* BRIEF 1:
Answer these questions using the text on non-parametric point estimation.
(a) According to the note in the introduction, what does the Hodges-Lehmann estimator estimate?
(b) Besides the Hodges-Lehmann estimate, which confidence interval does the base function provide?
(c) What value of method in the pairwiseCI package provides exact confidence intervals together with the Hodges-Lehmann point estimate?
* BRIEF 2: From the records, pick out every line that contains the word "query".

* EXCERPTED TEXT:
Non-parametric point estimation

Introduction

The Hodges-Lehman estimator (Hodges and Lehmann 1962) provides a point estimate which is associated with the Wilcoxon rank sum statistics based on location shift. This is typically used for the 2-sample comparison with small sample size. Note: The Hodges-Lehman estimates the median of the difference and not the difference of the medians. The corresponding distribution-free confidence interval is also based on the Wilcoxon rank sum statistics (Moses).

There are several packages covering this functionality. However, we will focus on the wilcox.test function implemented in R base. The {pairwiseCI} package provides further resources to derive various types of confidence intervals for the pairwise comparison case. This package is very flexible and uses the functions of related packages.

Hodges, J. L. and Lehmann, E. L. (1962) Rank methods for combination of independent experiments in analysis of variance. Annals of Mathematical Statistics, 33, 482-4.

Case study

# Hollander-Wolfe-Chicken Example
x <- c(1.83, 0.50, 1.62, 2.48, 1.68, 1.88, 1.55, 3.06, 1.30)
y <- c(0.878, 0.647, 0.598, 2.050, 1.060, 1.290, 1.060, 3.140, 1.290)

# Reshaping data
value <- c(x, y)
treat<- c(rep("A", length(x)), rep("B", length(y)))
all <- data.frame(value)
all$treat <- treat

Hodges-Lehmann estimate (and confidence interval)

{base}

The base function provides the Hodges-Lehmann estimate and the Moses confidence interval. The function will provide warnings in case of ties in the data and will not provide the exact confidence interval.

wt <- wilcox.test(x, y, exact = TRUE, conf.int = TRUE)
Warning in wilcox.test.default(x, y, exact = TRUE, conf.int = TRUE): cannot
compute exact p-value with ties
Warning in wilcox.test.default(x, y, exact = TRUE, conf.int = TRUE): cannot
compute exact confidence intervals with ties
# Hodges-Lehmann estimator
wt$estimate
difference in location 
             0.5600562 
# Moses confidence interval
wt$conf.int
[1] -0.3699774  1.1829708
attr(,"conf.level")
[1] 0.95

Note: You can process the long format also for wilcox.test using the formula structure:

wilcox.test(all$value ~ all$treat, exact = TRUE, conf.int = TRUE)
Warning in wilcox.test.default(x = DATA[[1L]], y = DATA[[2L]], ...): cannot
compute exact p-value with ties
Warning in wilcox.test.default(x = DATA[[1L]], y = DATA[[2L]], ...): cannot
compute exact confidence intervals with ties

    Wilcoxon rank sum test with continuity correction

data:  all$value by all$treat
W = 58, p-value = 0.1329
alternative hypothesis: true location shift is not equal to 0
95 percent confidence interval:
 -0.3699774  1.1829708
sample estimates:
difference in location 
             0.5600562 

{pairwiseCI}

The pairwiseCI package requires data to be in a long format to use the formula structure. Via the control parameter the direction can be defined. Setting method to “HL.diff” provides exact confidence intervals together with the Hodges-Lehmann point estimate.

# pairwiseCI is using the formula structure 
pairwiseCI(value ~ treat, data = all, 
           method="HL.diff", control="B",
           conf.level = .95)
  
95 %-confidence intervals 
 Method:  Difference in location (Hodges-Lehmann estimator) 
  
  
      estimate lower upper
A - B     0.56 -0.22 1.082

* THE DATA:
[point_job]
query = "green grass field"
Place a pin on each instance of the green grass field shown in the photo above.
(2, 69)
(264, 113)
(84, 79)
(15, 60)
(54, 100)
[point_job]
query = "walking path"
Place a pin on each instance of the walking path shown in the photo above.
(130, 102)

...

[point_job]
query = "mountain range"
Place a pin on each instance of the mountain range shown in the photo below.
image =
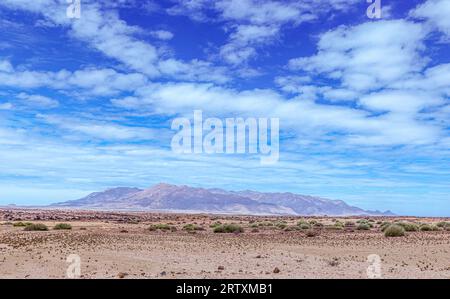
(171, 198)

* EXERCISE ANSWER 1:
(a) The median of the difference, not the difference of the medians.
(b) The Moses confidence interval.
(c) "HL.diff"

* EXERCISE ANSWER 2:
query = "green grass field"
query = "walking path"
query = "mountain range"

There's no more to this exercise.